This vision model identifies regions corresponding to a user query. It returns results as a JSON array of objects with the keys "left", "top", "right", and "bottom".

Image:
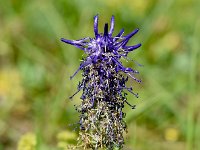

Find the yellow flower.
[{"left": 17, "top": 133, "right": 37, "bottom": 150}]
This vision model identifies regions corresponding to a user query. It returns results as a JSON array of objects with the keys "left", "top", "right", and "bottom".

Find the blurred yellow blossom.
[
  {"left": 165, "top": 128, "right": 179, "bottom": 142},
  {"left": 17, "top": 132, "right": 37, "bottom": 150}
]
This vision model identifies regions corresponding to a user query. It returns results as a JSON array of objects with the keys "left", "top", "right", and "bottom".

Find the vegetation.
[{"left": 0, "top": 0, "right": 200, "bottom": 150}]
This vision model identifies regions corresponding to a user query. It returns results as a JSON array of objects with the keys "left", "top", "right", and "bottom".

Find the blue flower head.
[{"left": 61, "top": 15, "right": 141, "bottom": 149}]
=-=-=
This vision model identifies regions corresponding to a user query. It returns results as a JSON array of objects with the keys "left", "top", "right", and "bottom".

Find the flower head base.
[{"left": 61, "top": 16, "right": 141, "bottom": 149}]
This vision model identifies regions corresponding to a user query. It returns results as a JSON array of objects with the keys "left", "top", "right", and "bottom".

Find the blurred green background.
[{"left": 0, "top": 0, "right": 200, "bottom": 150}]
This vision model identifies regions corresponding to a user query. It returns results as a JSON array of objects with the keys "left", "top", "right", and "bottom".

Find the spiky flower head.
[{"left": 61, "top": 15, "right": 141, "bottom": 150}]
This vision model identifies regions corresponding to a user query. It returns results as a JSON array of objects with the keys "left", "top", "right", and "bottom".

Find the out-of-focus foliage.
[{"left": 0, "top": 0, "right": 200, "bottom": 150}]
=-=-=
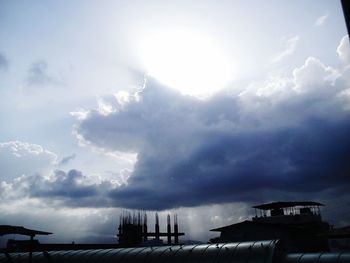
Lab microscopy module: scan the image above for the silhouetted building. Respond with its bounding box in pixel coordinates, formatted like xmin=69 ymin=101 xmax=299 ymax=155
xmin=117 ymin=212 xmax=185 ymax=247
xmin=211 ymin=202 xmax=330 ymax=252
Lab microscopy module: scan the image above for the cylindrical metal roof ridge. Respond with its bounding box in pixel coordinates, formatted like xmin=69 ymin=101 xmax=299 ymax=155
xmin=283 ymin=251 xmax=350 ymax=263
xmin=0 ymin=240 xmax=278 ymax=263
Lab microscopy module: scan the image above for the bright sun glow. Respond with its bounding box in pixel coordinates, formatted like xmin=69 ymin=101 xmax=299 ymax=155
=-=-=
Direction –
Collect every line of the data that contains the string "scan", treating uppercase and lowercase as different.

Right answer –
Lab microscopy module: scan the image above for the silhouetted building. Respond with its bounding box in pixel coordinates, formatted like xmin=69 ymin=101 xmax=299 ymax=155
Lab microscopy module: scan the image above for the cylindrical metal roof ridge. Respond with its bounding box in pixel coordinates, formatted like xmin=69 ymin=101 xmax=299 ymax=155
Lab microscopy module: scan the image above for the bright sun glow. Respond with its bounding box in pixel coordinates, formatted like xmin=69 ymin=101 xmax=299 ymax=155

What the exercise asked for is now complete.